[The problem]
Copy task, pictures excluded: set down exactly the lines from the one containing "Return the mask" to the end of the data below.

[Given records]
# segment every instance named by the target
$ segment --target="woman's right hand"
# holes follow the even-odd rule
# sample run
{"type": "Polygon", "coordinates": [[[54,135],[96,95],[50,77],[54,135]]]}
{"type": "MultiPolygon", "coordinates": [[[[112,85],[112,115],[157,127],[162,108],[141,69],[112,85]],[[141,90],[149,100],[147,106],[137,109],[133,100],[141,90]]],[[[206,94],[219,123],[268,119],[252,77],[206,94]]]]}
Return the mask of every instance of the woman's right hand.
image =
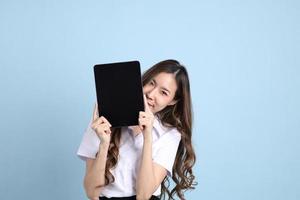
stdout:
{"type": "Polygon", "coordinates": [[[111,124],[105,117],[99,117],[97,103],[95,104],[91,127],[98,135],[100,142],[109,145],[111,137],[111,124]]]}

[Response below]
Return the mask of every instance of the woman's right hand.
image =
stdout:
{"type": "Polygon", "coordinates": [[[111,124],[105,117],[99,117],[97,103],[95,104],[91,127],[98,135],[100,142],[109,145],[111,137],[111,124]]]}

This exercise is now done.